● CONSIGNE A:
Traduisez en anglais cette phrase du texte fourni : « Les discriminations existent, on ne va pas les nier. »

● TEXTE FOURNI:
----------

Sputnik France: «Notre ennemi est à ce
titre le séparatisme, phénomène que nous observons depuis des décennies.»
Un «séparatisme islamiste, idéologie politique qui hystérise la société,»
a déclaré le Président. Cette fermeté ne vous satisfait-elle pas?
Céline
Pina: «Évoquer le séparatisme, c’est déjà un progrès. Mais force est de
constater que lorsqu’il s’agit de parler, il n’y a aucun problème. Il y a déjà
eu trois plans: deux contre la radicalisation, maintenant nous avons le
séparatisme. Ce n’est jamais suivi d’action (je ne parle pas du travail
effectué par la police pour empêcher les attentats).
«Il
y a des marqueurs extrêmement forts du séparatisme, physiques et mentaux. Sur
ces marqueurs-là, la lutte n’est pas menée.»
Depuis
2015, il y a eu 260 morts sur notre territoire. Avez-vous vraiment
l’impression qu’être islamiste est pour autant devenu coûteux? Or, ce sont eux
qui sèment l’idéologie qui génère le séparatisme et le passage à l’acte
violent. Il s’avère difficile de licencier un homme pour avoir refusé de serrer
la main d’une femme, pour le port d’une barbe salafiste ou des prières au
travail. Et si on faisait évoluer la loi pour gérer ce type de cas? Voile
intégral, barbe, nourriture halal, vêtement halal, loisirs halal, refus de la
proximité des mécréants, remise en cause des enseignements, procès permanent en
racisme fait à la France… Il y a des marqueurs extrêmement forts du
séparatisme, physiques et mentaux. Sur ces marqueurs-là, la lutte n’est pas
menée. Alors, excusez-moi si je ne crois pas vraiment à ses grandes
déclarations lyriques!»
Sputik France: Emmanuel Macron, dit-on,
veut éviter l’écueil de la stigmatisation: «la République n’a pas toujours
donné des preuves d’amour», a-t-il concédé. Le Président n’a pas encore
détaillé les mesures, mais acceptez-vous ce constat sur la discrimination
des Français de confession musulmane?
Céline
Pina: «Les discriminations existent, on ne va pas les nier. Pour autant, il
faut sortir du discours de victimisation. Il est souvent faux, mais surtout il
enferme dans l’échec. S’il y a des gens qui pourraient se plaindre de l’abandon
de la République, ils ne sont pas dans les quartiers, ils ne sont pas forcément
musulmans. Ce sont tous les gens qui vivent dans la France périphérique qui,
eux, sont vraiment abandonnés. Les quartiers n’ont jamais été vraiment
abandonnés. On a dépensé des milliards dans la politique de la Ville. On peut
s’interroger sur les résultats, mais on ne peut pas parler d’abandon!
«Ce
sont tous les gens qui vivent dans la France périphérique qui, eux, sont
vraiment abandonnés.»

----------

● LIGNES FOURNIES:

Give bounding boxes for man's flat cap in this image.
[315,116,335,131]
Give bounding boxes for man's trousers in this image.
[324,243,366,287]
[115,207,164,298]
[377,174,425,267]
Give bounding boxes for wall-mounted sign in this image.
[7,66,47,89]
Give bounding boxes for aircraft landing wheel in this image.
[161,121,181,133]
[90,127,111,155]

----------

● CONSIGNE B:
Mettez à jour les lignes fournies, de celle qui contient « Give bounding boxes for man's trousers » jusqu'à la dernière ligne incluse, en remplaçant « in this image » par « in the picture » sans rien modifier d'autre.

● BONNE RÉPONSE A:
Discrimination exists; we are not going to deny it.

● BONNE RÉPONSE B:
Give bounding boxes for man's trousers in the picture.
[324,243,366,287]
[115,207,164,298]
[377,174,425,267]
Give bounding boxes for wall-mounted sign in the picture.
[7,66,47,89]
Give bounding boxes for aircraft landing wheel in the picture.
[161,121,181,133]
[90,127,111,155]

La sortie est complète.